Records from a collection
/---

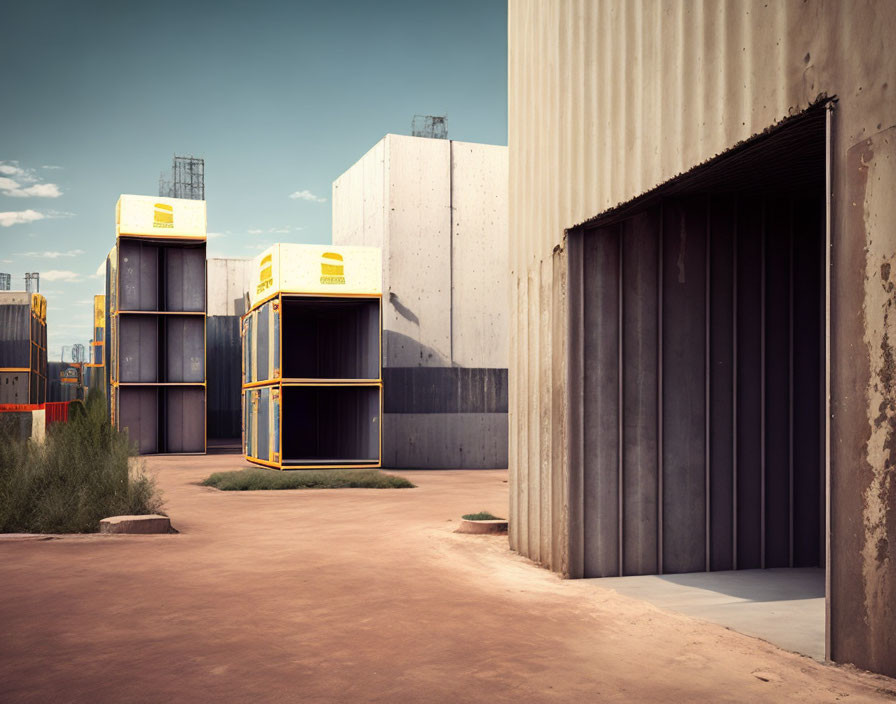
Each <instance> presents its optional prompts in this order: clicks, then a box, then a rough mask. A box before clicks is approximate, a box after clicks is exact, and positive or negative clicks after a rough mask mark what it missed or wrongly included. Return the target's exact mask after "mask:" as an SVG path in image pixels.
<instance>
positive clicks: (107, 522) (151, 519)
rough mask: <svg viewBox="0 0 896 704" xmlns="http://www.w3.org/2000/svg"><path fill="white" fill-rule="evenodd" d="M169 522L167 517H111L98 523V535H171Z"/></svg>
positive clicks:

\---

#### Problem requirements
Only lines with the word "clicks" are needed. Copy them from the preceding records.

#### Answer section
Each <instance> presents its optional prompts in this order: clicks, then a box, then a rough mask. A box before clicks is approximate, a box after clicks is exact, and positive or negative clicks after a rough mask mark what it missed or wrongly included. Return the target's exact mask after "mask:" as an SVG path in image pixels.
positive clicks: (107, 522) (151, 519)
positive clicks:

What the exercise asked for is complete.